Your objective: Repeat the whole listing, keeping every word and every line intact.

Data to use:
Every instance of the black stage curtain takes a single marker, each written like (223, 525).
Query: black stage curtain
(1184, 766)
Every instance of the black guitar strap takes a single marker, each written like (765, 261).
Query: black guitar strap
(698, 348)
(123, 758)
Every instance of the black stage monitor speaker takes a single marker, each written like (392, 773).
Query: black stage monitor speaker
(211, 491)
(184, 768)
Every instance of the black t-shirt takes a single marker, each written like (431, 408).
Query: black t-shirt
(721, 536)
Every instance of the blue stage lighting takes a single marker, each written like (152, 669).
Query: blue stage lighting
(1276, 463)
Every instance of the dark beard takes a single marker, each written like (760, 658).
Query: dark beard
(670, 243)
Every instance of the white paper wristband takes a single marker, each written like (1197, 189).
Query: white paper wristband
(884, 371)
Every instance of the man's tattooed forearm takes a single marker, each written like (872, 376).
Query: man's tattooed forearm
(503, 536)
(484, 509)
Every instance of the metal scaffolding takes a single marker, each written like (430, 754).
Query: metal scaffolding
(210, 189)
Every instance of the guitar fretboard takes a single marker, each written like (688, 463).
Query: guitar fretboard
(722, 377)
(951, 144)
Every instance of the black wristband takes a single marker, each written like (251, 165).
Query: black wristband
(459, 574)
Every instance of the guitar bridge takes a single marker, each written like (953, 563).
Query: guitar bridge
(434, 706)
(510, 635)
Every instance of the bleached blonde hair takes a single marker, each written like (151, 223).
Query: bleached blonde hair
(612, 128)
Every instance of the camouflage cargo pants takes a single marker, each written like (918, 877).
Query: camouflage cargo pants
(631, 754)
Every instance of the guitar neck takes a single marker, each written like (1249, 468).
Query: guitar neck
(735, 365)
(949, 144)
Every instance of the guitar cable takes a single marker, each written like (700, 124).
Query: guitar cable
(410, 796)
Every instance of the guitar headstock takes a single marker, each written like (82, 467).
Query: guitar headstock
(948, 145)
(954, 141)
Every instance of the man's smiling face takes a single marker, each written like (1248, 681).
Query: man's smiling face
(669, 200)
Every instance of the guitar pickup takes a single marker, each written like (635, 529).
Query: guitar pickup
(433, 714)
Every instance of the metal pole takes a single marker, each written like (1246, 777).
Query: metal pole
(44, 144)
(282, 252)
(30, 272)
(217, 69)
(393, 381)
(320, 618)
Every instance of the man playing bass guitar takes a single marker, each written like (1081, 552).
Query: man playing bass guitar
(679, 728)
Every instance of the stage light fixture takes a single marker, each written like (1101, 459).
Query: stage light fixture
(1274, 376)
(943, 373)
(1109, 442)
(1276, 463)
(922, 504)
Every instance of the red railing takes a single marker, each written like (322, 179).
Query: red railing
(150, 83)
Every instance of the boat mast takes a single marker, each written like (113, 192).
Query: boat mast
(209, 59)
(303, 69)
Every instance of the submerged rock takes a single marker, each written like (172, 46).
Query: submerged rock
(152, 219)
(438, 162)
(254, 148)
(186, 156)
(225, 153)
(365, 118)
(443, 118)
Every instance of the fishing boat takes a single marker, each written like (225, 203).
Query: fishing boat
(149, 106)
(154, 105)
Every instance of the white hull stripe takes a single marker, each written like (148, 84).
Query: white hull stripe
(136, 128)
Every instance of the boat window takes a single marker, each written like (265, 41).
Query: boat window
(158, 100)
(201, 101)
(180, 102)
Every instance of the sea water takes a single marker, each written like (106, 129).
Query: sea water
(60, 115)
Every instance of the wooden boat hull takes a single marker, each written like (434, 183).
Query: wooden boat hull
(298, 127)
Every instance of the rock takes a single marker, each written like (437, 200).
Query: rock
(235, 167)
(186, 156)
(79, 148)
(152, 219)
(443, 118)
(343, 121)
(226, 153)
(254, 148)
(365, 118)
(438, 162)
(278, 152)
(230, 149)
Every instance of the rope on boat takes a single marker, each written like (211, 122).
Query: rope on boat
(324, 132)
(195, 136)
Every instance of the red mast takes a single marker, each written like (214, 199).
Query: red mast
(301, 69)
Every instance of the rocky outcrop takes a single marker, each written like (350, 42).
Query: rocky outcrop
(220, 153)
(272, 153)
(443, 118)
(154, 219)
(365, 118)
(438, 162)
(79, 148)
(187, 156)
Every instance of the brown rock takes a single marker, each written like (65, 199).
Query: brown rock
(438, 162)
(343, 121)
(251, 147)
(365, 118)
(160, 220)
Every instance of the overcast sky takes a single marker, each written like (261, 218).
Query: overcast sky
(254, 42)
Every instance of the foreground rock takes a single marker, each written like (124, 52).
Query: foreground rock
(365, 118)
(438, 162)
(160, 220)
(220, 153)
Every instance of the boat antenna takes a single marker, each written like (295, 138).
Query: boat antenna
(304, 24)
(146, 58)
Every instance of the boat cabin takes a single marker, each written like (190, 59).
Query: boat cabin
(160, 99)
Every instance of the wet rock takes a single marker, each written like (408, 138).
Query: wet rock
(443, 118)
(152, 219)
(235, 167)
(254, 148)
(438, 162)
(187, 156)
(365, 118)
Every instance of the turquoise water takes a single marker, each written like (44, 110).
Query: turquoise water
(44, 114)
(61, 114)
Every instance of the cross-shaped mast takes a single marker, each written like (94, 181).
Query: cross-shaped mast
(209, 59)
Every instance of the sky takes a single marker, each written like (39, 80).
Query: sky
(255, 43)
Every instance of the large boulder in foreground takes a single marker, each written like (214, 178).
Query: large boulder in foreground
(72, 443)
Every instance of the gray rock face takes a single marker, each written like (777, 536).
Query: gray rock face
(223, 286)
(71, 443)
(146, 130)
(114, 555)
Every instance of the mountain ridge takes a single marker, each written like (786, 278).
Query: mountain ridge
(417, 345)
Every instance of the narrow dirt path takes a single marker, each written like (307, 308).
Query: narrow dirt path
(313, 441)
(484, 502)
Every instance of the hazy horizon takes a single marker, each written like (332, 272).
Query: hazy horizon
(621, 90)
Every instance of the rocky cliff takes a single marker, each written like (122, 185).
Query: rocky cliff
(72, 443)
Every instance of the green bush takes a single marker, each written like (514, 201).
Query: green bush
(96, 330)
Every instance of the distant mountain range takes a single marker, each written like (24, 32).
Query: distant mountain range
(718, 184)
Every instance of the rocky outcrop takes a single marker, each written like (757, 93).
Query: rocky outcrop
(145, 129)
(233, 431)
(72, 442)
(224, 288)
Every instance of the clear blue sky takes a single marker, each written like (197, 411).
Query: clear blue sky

Final answer:
Every instance of the black stage curtain takes a single marker, each written like (223, 525).
Query: black stage curtain
(1184, 766)
Every instance of the black guitar strap takes a single marker, each written like (765, 261).
Query: black guitar strap
(698, 348)
(123, 758)
Every instance of the black stage monitor speaker takes a single marker, each written like (392, 773).
Query: black stage monitor speaker
(211, 491)
(184, 768)
Every instance of the black t-shirt takes a single marker, each written like (431, 408).
Query: black t-shirt
(721, 536)
Every instance of the blue stage lighting takes a single marker, each written like (152, 669).
Query: blue stage lighting
(1276, 463)
Every instance of the dark beard takes a single marker, each written like (760, 658).
Query: dark beard
(670, 243)
Every instance of the white paper wristband takes a single marker, each written like (1197, 189).
Query: white paper wristband
(884, 371)
Every instance of the man's tattooed forearm takes a single marker, each written like (872, 376).
Query: man's tattooed forearm
(503, 536)
(484, 509)
Every instance of the metal scaffolding takes a single marker, each written like (430, 754).
Query: metal scaffolding
(210, 189)
Every instance of the guitar fretboard takes a single marker, each written like (688, 463).
Query: guitar fretboard
(722, 377)
(951, 144)
Every instance of the black wristband takes a single marker, each written like (251, 165).
Query: black wristband
(459, 574)
Every instance of the guitar bridge takes a single marker, each written like (953, 563).
Query: guitar bridge
(434, 706)
(510, 635)
Every instance of the bleached blonde hair takes a single marker, each written like (151, 223).
Query: bleached blonde hair
(612, 128)
Every instance of the camouflage cargo pants takes a single marker, each written like (918, 877).
Query: camouflage cargo pants
(631, 754)
Every instance of the guitar neck takes a single marker, each written like (1249, 468).
Query: guitar neck
(735, 365)
(949, 144)
Every instance of the guitar cable takes a single marker, each written like (700, 124).
Query: guitar cable
(410, 796)
Every instance of the guitar headstock takes a single marker, each written like (82, 467).
Query: guitar headstock
(948, 145)
(954, 141)
Every instance of the man's smiling face takes a single marker, each written like (1248, 681).
Query: man's smiling face
(669, 200)
Every instance of the guitar pickup takes a single marker, each written like (635, 529).
Query: guitar pickup
(433, 714)
Every instance of the metal pole takes a single marker, each written like (1246, 777).
Query: metal pole
(44, 144)
(282, 252)
(30, 272)
(217, 69)
(393, 381)
(320, 618)
Every instance of the man playing bass guitar takes a single marker, each written like (1081, 552).
Query: man playing bass guitar
(679, 728)
Every instance of the stage light fixture takes a single marker, each written like (1101, 459).
Query: stage light fixture
(1274, 376)
(943, 373)
(1109, 442)
(1276, 463)
(922, 504)
Every instance of the red railing takes a single marker, each written like (322, 179).
Query: red railing
(150, 83)
Every instance of the boat mast takes a single marker, each written like (113, 192).
Query: boat mast
(209, 59)
(303, 69)
Every instance of the submerged rock takes a single marker, each written like (172, 46).
Query: submerged rock
(152, 219)
(438, 162)
(254, 148)
(186, 156)
(225, 153)
(365, 118)
(443, 118)
Every instance of the fishing boat takes a single marker, each written like (225, 203).
Query: fishing boat
(149, 106)
(154, 105)
Every instance of the white hull stripe takes a single marker, each written like (148, 84).
Query: white hull stripe
(136, 128)
Every instance of the boat window takes a single marker, each written like (265, 41).
Query: boat window
(158, 100)
(201, 101)
(180, 102)
Every instance of the sea water takes a single marker, each written like (106, 129).
Query: sea water
(60, 115)
Every instance of the wooden boat hull takes a single marker, each written like (434, 183).
Query: wooden boat hull
(298, 127)
Every instance of the rock takes a single marker, each written like (437, 200).
Query: rock
(235, 167)
(186, 156)
(79, 148)
(152, 219)
(443, 118)
(343, 121)
(226, 153)
(254, 148)
(365, 118)
(438, 162)
(278, 152)
(230, 149)
Every instance of the rope on boat takes a single marker, each written like (211, 122).
Query: rope on boat
(324, 132)
(195, 136)
Every instance of the red mast takes a single marker, each written like (214, 199).
Query: red mast
(301, 69)
Every instance of the rocky outcrop takes a single marker, each written like (350, 42).
Query: rocky outcrop
(220, 153)
(272, 153)
(443, 118)
(154, 219)
(365, 118)
(438, 162)
(79, 148)
(187, 156)
Every instance of the brown rock takes a single marker, each written like (65, 199).
Query: brown rock
(438, 162)
(343, 121)
(251, 147)
(365, 118)
(160, 220)
Every instance of the overcast sky takes a single marker, each written like (261, 218).
Query: overcast sky
(254, 42)
Every instance of the foreground rock takes a single marker, each written like (124, 52).
Query: foreground rock
(365, 118)
(438, 162)
(160, 220)
(220, 153)
Every instance of the boat antenna takes a single marker, each written like (295, 138).
Query: boat antenna
(304, 24)
(146, 58)
Every instance of the boat cabin takes a single marker, each written like (190, 59).
Query: boat cabin
(160, 99)
Every instance of the wet rock takes a single marker, each written like (408, 138).
Query: wet rock
(443, 118)
(152, 219)
(235, 167)
(254, 148)
(438, 162)
(187, 156)
(365, 118)
Every instance of the turquoise water takes a single marker, each written like (44, 110).
Query: turquoise water
(44, 114)
(61, 114)
Every instance of the cross-shaped mast takes a single marker, each written like (94, 181).
Query: cross-shaped mast
(209, 59)
Every instance of the sky takes a single marker, each written like (39, 80).
Query: sky
(255, 43)
Every instance of the large boulder in foreground takes a single marker, each written like (214, 178).
Query: large boulder in foreground
(72, 443)
Every instance of the gray rock face takes a single marker, each written like (777, 536).
Query: gray rock face
(223, 286)
(71, 443)
(146, 130)
(114, 555)
Every instance of the mountain ridge takes a single marker, each written like (786, 278).
Query: mountain ridge
(417, 345)
Every instance of the narrow dirt path takes a single marker, each written like (307, 308).
Query: narrow dirt path
(313, 441)
(484, 502)
Every instance of the hazy horizon takes a single marker, each written like (332, 272).
Query: hazy horizon
(621, 90)
Every instance of the rocky cliff takes a single marker, each written like (122, 185).
Query: rocky cliff
(72, 443)
Every instance of the green bush takes a single marker, each written like (514, 201).
Query: green bush
(96, 330)
Every instance of the distant mountain range takes a single marker, each written like (24, 32).
Query: distant mountain range
(718, 184)
Every instance of the rocky outcrop takes a single marker, each written like (757, 93).
Query: rocky outcrop
(145, 129)
(233, 431)
(72, 442)
(224, 288)
Every instance of the clear blue sky takes a single marker, each written like (197, 411).
Query: clear blue sky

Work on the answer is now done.